### Exercise material
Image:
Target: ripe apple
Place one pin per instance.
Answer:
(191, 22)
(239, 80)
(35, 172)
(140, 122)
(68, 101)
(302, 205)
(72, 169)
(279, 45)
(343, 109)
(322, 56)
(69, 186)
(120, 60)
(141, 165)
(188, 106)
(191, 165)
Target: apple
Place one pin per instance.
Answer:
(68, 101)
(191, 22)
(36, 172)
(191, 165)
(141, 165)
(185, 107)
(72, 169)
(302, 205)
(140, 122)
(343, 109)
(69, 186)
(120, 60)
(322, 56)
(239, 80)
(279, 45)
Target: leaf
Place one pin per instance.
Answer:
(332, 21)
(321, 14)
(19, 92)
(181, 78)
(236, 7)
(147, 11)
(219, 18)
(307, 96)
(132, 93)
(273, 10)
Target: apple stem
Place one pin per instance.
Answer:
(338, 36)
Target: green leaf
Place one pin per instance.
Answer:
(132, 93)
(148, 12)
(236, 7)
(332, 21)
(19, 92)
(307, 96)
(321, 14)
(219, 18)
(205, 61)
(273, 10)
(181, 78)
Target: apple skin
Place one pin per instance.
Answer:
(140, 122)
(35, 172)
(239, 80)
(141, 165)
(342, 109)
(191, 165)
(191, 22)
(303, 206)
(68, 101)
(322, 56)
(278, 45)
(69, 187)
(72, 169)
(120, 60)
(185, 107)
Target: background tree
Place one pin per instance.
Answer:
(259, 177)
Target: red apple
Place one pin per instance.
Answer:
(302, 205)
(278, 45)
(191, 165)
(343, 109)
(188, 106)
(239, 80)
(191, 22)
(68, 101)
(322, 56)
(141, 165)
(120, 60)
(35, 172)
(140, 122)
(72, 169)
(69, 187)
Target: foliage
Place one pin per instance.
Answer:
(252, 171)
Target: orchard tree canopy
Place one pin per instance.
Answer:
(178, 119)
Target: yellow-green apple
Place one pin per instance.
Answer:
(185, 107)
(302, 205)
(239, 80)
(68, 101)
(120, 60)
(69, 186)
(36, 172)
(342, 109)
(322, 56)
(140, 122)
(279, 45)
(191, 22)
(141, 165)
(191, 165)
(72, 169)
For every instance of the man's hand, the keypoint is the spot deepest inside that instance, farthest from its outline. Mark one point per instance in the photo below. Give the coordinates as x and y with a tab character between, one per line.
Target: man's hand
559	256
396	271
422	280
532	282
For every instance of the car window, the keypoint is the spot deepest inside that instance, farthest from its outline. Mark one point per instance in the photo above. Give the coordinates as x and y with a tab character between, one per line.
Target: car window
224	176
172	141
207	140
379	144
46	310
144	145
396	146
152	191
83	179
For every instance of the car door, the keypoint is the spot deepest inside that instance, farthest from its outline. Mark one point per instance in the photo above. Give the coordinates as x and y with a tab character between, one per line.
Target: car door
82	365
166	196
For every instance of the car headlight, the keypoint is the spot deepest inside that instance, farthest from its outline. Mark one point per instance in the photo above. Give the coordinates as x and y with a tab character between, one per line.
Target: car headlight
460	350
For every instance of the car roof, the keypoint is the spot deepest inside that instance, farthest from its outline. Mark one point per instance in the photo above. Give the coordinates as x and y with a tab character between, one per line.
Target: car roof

### What you should do
Retype the listing above in full, with no alterations.

### Result of this task
Image:
Target: ripe apple
Place one pin per instance.
Answer:
(191, 22)
(239, 80)
(35, 172)
(140, 122)
(68, 101)
(302, 205)
(72, 169)
(279, 45)
(343, 109)
(322, 56)
(69, 186)
(120, 60)
(141, 165)
(188, 106)
(191, 165)
Target: apple
Place one pin per instance.
Answer:
(68, 101)
(191, 22)
(36, 172)
(191, 165)
(141, 165)
(185, 107)
(72, 169)
(302, 205)
(140, 122)
(343, 109)
(69, 186)
(120, 60)
(322, 56)
(239, 80)
(279, 45)
Target: leaf
Place one pin per instance.
Answer:
(332, 21)
(321, 14)
(19, 92)
(181, 78)
(236, 7)
(147, 11)
(219, 18)
(307, 96)
(132, 93)
(273, 10)
Target: apple stem
Place one pin per instance.
Answer:
(338, 36)
Target: green leaf
Place one pin per instance.
Answer:
(132, 93)
(148, 12)
(236, 7)
(332, 21)
(19, 92)
(307, 96)
(321, 14)
(219, 18)
(205, 61)
(273, 10)
(181, 78)
Target: apple skin
Place one pin per instance.
Answer:
(140, 122)
(35, 172)
(239, 80)
(141, 165)
(342, 109)
(191, 165)
(191, 22)
(303, 206)
(68, 101)
(322, 56)
(278, 45)
(69, 187)
(72, 169)
(120, 60)
(185, 107)
Target: background tree
Place one pin per instance.
Answer:
(259, 177)
Target: red apple
Place one pin per instance.
Answer:
(302, 205)
(278, 45)
(191, 165)
(343, 109)
(188, 106)
(239, 80)
(191, 22)
(68, 101)
(322, 56)
(141, 165)
(120, 60)
(35, 172)
(140, 122)
(72, 169)
(69, 187)
Target: foliage
Place one pin per instance.
Answer:
(252, 171)
Target: orchard tree canopy
Place one pin per instance.
Answer:
(178, 119)
Target: yellow-green apple
Place one pin per instance.
Answer:
(185, 107)
(302, 205)
(239, 80)
(68, 101)
(120, 60)
(69, 186)
(36, 172)
(342, 109)
(322, 56)
(140, 122)
(279, 45)
(191, 22)
(141, 165)
(191, 165)
(72, 169)
For every instance of the man's hand, the keypoint is the spot deepest inside that instance, farthest from its outline. Mark one point per instance in the photo below. Give the coordinates as x and y with a tab character between, one per line.
Target: man's hand
559	256
396	271
422	280
532	282
For every instance of the car window, the keypoint is the spot deepest inside that instance, farthest from its outline. Mark one point per instance in the photo above. Give the coordinates as x and y with a tab character between, one per line.
Target: car window
224	176
172	141
207	140
379	144
46	310
144	145
396	146
152	191
83	179
For every instance of the car door, the keypoint is the spot deepest inside that instance, farthest from its outline. Mark one point per instance in the photo above. Give the coordinates as x and y with a tab character between, one per line.
Target: car door
82	365
166	196
For every instance of the car headlight, the keypoint is the spot deepest inside that instance, farthest from its outline. Mark one point per instance in the photo above. Give the coordinates as x and y with a tab character between, one per line.
Target: car headlight
460	350
For every instance of the car roof, the keypoint is the spot deepest inside that instance, farthest from its outline. Mark one point per instance in the photo above. Give the coordinates as x and y with a tab character between, one per line.
Target: car roof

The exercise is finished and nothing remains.